# INSTRUCTIONS FOR THE TASK
Make an exact copy of the entries below.

-- PROVIDED RECORDS start --

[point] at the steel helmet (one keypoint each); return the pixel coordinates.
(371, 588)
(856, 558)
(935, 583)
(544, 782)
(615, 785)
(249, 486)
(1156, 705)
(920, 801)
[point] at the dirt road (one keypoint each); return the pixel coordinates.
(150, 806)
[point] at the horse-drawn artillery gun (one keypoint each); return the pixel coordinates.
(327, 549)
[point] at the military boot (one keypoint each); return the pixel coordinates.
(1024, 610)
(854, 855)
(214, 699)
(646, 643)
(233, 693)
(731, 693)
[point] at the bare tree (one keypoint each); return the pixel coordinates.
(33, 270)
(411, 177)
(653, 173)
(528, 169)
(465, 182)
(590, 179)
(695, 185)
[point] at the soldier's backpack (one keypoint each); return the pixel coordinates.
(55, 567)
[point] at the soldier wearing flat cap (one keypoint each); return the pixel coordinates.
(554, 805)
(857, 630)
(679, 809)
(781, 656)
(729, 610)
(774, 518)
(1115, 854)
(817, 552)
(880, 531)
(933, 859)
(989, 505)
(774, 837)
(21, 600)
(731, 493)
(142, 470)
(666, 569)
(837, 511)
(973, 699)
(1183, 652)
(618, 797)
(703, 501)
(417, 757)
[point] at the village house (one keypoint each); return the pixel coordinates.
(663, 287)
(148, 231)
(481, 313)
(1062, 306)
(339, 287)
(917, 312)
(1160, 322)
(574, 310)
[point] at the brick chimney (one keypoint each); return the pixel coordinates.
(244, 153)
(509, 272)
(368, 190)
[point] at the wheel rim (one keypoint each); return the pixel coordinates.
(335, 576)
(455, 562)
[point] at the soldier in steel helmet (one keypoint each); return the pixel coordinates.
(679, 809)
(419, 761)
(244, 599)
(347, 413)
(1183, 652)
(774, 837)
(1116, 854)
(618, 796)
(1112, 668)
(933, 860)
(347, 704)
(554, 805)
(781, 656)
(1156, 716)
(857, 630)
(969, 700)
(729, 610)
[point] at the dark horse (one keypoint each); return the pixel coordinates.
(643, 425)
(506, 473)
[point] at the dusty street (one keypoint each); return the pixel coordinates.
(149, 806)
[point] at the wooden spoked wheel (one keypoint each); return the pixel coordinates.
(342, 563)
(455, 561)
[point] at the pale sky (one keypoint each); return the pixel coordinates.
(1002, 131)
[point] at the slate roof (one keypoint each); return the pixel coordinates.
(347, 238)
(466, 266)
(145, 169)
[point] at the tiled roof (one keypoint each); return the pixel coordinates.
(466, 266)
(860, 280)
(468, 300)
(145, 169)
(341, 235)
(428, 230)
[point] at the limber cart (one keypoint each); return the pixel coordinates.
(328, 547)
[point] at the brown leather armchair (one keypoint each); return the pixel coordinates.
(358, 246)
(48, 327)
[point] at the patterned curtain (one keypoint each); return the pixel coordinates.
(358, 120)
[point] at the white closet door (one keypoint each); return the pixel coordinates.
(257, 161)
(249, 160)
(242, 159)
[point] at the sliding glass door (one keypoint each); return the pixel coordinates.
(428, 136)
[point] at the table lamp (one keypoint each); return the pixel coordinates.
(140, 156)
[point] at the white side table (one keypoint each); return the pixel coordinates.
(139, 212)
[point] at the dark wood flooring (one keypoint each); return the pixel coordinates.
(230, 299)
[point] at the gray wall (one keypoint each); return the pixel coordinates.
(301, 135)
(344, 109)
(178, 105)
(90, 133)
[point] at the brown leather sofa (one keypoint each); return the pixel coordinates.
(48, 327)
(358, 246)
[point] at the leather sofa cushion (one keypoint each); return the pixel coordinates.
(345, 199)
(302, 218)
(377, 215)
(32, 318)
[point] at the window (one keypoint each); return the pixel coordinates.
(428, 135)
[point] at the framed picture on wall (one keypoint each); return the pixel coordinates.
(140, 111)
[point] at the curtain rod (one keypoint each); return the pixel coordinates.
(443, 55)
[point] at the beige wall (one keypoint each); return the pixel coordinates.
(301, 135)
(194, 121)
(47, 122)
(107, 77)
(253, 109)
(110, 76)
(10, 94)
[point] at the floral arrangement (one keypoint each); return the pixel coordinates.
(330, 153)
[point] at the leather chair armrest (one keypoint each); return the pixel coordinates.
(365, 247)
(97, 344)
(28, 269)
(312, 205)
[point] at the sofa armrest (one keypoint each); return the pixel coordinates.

-- PROVIDED RECORDS end --

# OUTPUT OF THE TASK
[point] at the steel helmet (one keypoint each); return the pixel coordinates.
(371, 588)
(856, 558)
(935, 583)
(544, 782)
(615, 785)
(249, 486)
(1156, 705)
(920, 801)
[point] at the dirt road (one keypoint each); return the pixel coordinates.
(150, 806)
[point] at the horse-drawn artillery gun (one keypoint each); return the pixel coordinates.
(327, 549)
[point] at the military boot (one keypoint each); return the pixel coordinates.
(1024, 610)
(854, 855)
(214, 699)
(646, 643)
(233, 693)
(731, 693)
[point] at the bare tree (one keypoint each); return the pixel coordinates.
(33, 270)
(411, 177)
(653, 173)
(528, 169)
(465, 182)
(590, 179)
(695, 185)
[point] at the soldier's backpack (one keypoint each); return the pixel coordinates.
(55, 567)
[point] at the soldier wearing flat cap (one keypoint each); return the pixel coordinates.
(554, 805)
(857, 630)
(679, 809)
(781, 656)
(729, 610)
(774, 518)
(1115, 854)
(817, 552)
(880, 531)
(933, 859)
(989, 505)
(774, 837)
(21, 600)
(731, 493)
(142, 470)
(666, 569)
(837, 511)
(973, 699)
(1183, 652)
(618, 797)
(703, 501)
(417, 757)
[point] at the village house (one keypoint each); return the pixel coordinates.
(663, 287)
(148, 231)
(481, 313)
(1062, 306)
(339, 287)
(917, 312)
(1160, 322)
(574, 310)
[point] at the brick chimney (one keypoint each); return the pixel coordinates.
(244, 153)
(509, 272)
(368, 190)
[point] at the wheel rim (one keypoint each); return the pixel coordinates.
(335, 576)
(455, 562)
[point] at the soldier in steel helmet (one keypoint each); return the pixel coordinates.
(679, 809)
(419, 761)
(244, 599)
(347, 413)
(1183, 652)
(774, 837)
(1116, 854)
(618, 796)
(1112, 668)
(933, 860)
(347, 704)
(554, 805)
(781, 656)
(1156, 716)
(857, 630)
(969, 700)
(729, 610)
[point] at the dark horse (one keypoint each); return the pixel coordinates.
(643, 425)
(506, 473)
[point] at the dusty street (one keypoint each); return the pixel coordinates.
(149, 806)
[point] at the wooden spoked wheel (one keypoint each); return the pixel coordinates.
(342, 563)
(455, 561)
[point] at the pale sky (one keypoint each); return the pixel coordinates.
(1002, 131)
[point] at the slate roof (one keypoint each); return the pixel coordinates.
(347, 238)
(466, 266)
(145, 169)
[point] at the tiled roof (one keypoint each); return the pixel coordinates.
(466, 266)
(860, 280)
(468, 300)
(145, 169)
(341, 235)
(428, 230)
[point] at the limber cart (one keypoint each); return the pixel coordinates.
(328, 547)
[point] at the brown leather armchair (one keypoint each); return the pixel coordinates.
(358, 246)
(48, 327)
[point] at the patterned curtain (one keypoint each); return the pixel coordinates.
(358, 120)
[point] at the white closet door (one keypoint each); return the pixel coordinates.
(257, 161)
(249, 160)
(242, 159)
[point] at the sliding glass door (one keypoint each); return the pixel coordinates.
(428, 136)
[point] at the table lamp (one keypoint each); return the pixel coordinates.
(140, 156)
[point] at the white side table (one keypoint each); return the pixel coordinates.
(139, 212)
[point] at the dark wood flooring (one keypoint each); return the pixel coordinates.
(230, 299)
[point] at the gray wall (one keypoint each); return the pixel coordinates.
(301, 135)
(344, 109)
(178, 105)
(90, 133)
[point] at the brown leather sofa (one keypoint each); return the pixel coordinates.
(48, 327)
(358, 246)
[point] at the leather sofa cushion (one keypoint each); return the pixel coordinates.
(345, 199)
(302, 218)
(377, 215)
(32, 318)
[point] at the window (one keypoint each); return the pixel coordinates.
(428, 135)
[point] at the framed picture on wall (one keypoint each); return the pixel coordinates.
(140, 111)
[point] at the curtain rod (one keypoint each); return the pixel coordinates.
(443, 55)
[point] at the beige wall (one keypoint each); return the pixel coordinates.
(301, 135)
(194, 121)
(47, 122)
(107, 77)
(253, 109)
(110, 76)
(10, 94)
[point] at the floral arrangement (one keypoint each); return the pixel coordinates.
(330, 153)
[point] at the leather chair armrest (one keypoint each); return the pixel coordinates.
(365, 247)
(97, 344)
(28, 269)
(312, 205)
[point] at the sofa armrest (one keypoint each); return the pixel coordinates.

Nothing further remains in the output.